TEXTAUSZUG:
Europawahl und ihre Folgen

Von der Seele reden | Folge 605

10.06.2024

Von der Seele reden – der Kommentar von Prof. Dr. Klaus-Dieter Müller, Politik- und Medienwissenschaftler und Vorstand der „Stiftung: Christliche Werte leben“.

Jeden Donnerstag um 20:45 Uhr im Radio und bereits vorab hier den ausführlichen Kommentar online hören. Mehr Infos zur Stiftung auf www.christlichewerteleben.de


Die Zunahme an rechtsextremen Wählerinnen und Wählern ist durchaus besorgniserregend, aber der große Erdrutschsieg der Radikalen blieb aus. Zwar wird die AfD ist Ostdeutschland stärkste Kraft, aber in Deutschland insgesamt bleibt sie denn doch bei 15,9 %. Und selbst im Osten der Republik hat die AfD zum Beispiel bei den aktuellen Landratswahlen in Thüringen keinen Kandidaten durchgebracht. Die demokratischen Parteien haben in Deutschland immer noch die Nase vorn: die Ampelparteien gewinnen gemeinsam 31 Sitze im Europaparlament, die CDU/CSU 30 Sitze. Diese Erleichterung darf aber nicht darüber hinwegtäuschen, dass die Deutschen nach Alternativen suchen. Das Bündnis Sarah Wagenknecht BSW kam aus dem Stand auf 6,2 %, sicher vor allem zu Lasten ihrer früheren Partei DIE LINKE. Die Freien Wähler wie auch die völlig unbekannte Partei VOLT kommen auf jeweils 3,3 % der Stimmen.

(Datensatzzeilen zum Zeigen auf Objekte)
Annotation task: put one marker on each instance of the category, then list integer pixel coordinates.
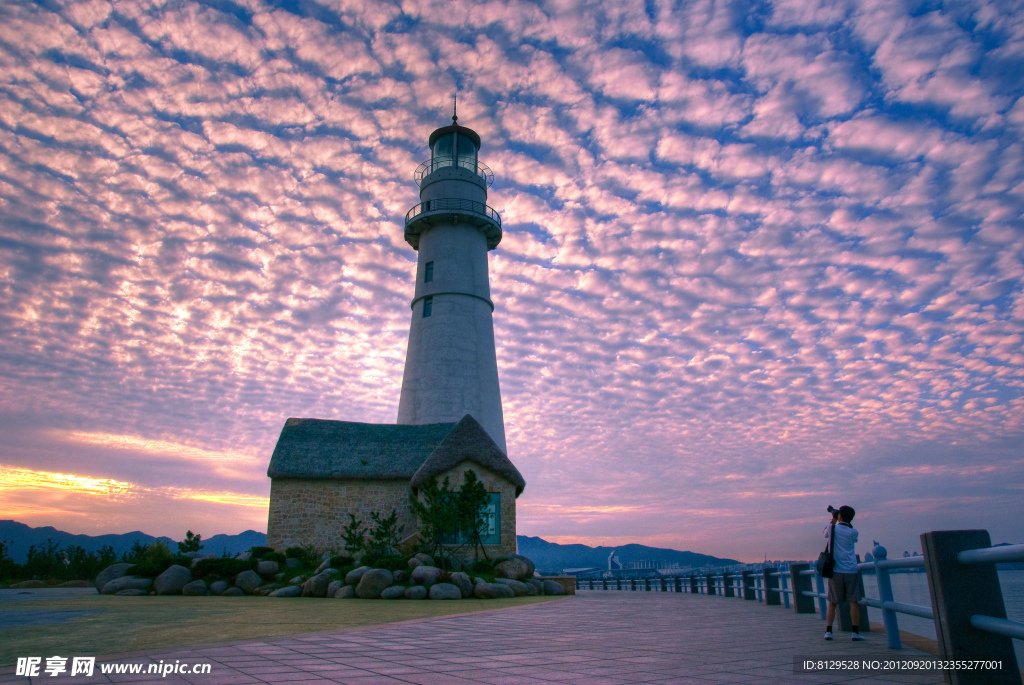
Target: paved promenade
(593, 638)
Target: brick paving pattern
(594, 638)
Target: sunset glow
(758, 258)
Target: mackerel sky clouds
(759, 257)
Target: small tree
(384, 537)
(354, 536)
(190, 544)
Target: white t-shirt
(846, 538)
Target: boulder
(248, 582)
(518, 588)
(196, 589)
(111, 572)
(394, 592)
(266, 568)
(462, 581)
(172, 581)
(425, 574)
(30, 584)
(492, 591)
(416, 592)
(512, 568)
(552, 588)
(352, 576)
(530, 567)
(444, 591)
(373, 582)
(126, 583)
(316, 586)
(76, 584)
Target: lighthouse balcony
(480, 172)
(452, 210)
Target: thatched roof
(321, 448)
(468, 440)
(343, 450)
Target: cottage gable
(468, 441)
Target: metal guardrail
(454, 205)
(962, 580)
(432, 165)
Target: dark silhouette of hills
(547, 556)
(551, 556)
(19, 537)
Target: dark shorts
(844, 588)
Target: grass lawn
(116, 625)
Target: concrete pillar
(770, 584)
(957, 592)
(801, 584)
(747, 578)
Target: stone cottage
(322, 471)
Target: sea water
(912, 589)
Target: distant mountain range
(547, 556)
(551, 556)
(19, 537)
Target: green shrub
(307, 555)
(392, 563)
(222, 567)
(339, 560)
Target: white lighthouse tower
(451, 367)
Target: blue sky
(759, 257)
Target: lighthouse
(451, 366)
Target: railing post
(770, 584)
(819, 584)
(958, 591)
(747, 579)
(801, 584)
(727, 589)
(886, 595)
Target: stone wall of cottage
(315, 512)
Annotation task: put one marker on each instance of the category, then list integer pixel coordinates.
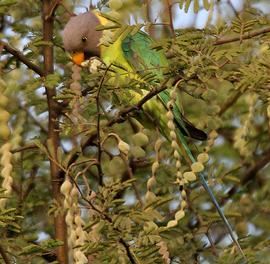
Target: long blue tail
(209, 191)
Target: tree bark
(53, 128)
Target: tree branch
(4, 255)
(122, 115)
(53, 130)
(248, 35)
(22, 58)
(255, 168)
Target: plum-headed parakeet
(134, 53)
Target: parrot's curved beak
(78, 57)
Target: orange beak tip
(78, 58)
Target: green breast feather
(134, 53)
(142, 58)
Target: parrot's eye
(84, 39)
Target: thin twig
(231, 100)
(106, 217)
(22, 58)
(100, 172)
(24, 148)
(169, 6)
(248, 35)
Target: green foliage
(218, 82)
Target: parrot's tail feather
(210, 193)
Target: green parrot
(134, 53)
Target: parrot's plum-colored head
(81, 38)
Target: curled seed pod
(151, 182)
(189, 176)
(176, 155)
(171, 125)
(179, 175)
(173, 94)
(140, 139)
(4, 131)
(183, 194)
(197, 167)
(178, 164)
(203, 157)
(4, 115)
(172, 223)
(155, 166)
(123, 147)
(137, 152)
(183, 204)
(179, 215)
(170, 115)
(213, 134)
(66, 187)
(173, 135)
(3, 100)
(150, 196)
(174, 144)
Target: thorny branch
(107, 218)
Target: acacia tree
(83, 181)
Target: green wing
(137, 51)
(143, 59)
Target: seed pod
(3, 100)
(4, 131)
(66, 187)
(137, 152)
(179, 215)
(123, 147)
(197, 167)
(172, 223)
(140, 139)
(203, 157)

---

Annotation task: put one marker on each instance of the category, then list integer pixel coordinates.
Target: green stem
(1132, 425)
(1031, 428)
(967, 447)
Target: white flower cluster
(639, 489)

* * *

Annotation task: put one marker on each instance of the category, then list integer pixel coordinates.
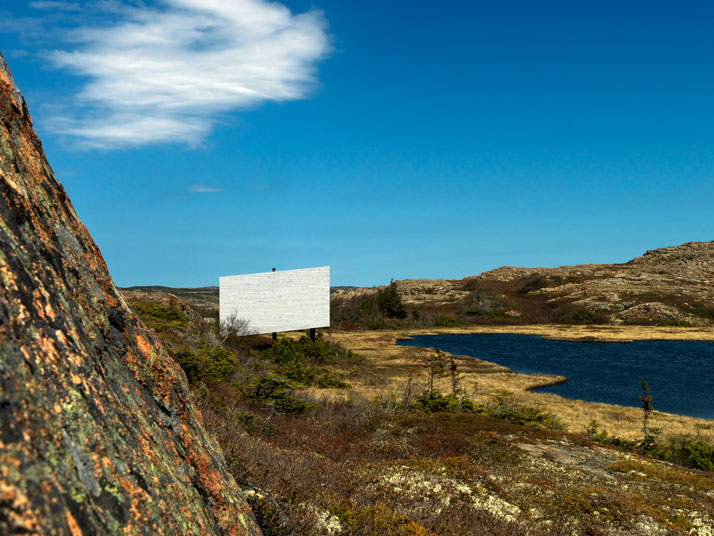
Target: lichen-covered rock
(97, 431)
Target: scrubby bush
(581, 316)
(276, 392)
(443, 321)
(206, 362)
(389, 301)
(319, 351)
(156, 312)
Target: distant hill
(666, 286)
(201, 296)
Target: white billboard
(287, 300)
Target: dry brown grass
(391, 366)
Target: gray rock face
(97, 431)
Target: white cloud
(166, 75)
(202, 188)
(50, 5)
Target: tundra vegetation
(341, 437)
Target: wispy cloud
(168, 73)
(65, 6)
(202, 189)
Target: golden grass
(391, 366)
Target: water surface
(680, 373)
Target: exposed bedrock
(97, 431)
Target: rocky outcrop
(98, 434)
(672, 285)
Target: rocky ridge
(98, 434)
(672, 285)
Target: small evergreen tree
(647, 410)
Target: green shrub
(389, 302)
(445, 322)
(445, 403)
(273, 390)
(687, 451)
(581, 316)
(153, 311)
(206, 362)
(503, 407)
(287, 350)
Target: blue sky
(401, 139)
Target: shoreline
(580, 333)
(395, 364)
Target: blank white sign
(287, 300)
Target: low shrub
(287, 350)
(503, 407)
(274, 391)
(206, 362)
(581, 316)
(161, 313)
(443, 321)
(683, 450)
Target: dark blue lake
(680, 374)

ZU ERLEDIGEN:
1. Wie viele Sitze im Europaparlament gewinnen die Ampelparteien laut dem Kommentar zur Europawahl gemeinsam?
2. Schreiben Sie aus dem Kommentar zur Europawahl den Abschnitt ab, der bei den Worten „Die Zunahme an“ beginnt und nach „3,3 % der Stimmen.“ endet.
Die Auflistung wird zur Bearbeitung nicht benötigt.

ERGEBNISSE JE AUFGABE:
1. 31 Sitze

2.
Die Zunahme an rechtsextremen Wählerinnen und Wählern ist durchaus besorgniserregend, aber der große Erdrutschsieg der Radikalen blieb aus. Zwar wird die AfD ist Ostdeutschland stärkste Kraft, aber in Deutschland insgesamt bleibt sie denn doch bei 15,9 %. Und selbst im Osten der Republik hat die AfD zum Beispiel bei den aktuellen Landratswahlen in Thüringen keinen Kandidaten durchgebracht. Die demokratischen Parteien haben in Deutschland immer noch die Nase vorn: die Ampelparteien gewinnen gemeinsam 31 Sitze im Europaparlament, die CDU/CSU 30 Sitze. Diese Erleichterung darf aber nicht darüber hinwegtäuschen, dass die Deutschen nach Alternativen suchen. Das Bündnis Sarah Wagenknecht BSW kam aus dem Stand auf 6,2 %, sicher vor allem zu Lasten ihrer früheren Partei DIE LINKE. Die Freien Wähler wie auch die völlig unbekannte Partei VOLT kommen auf jeweils 3,3 % der Stimmen.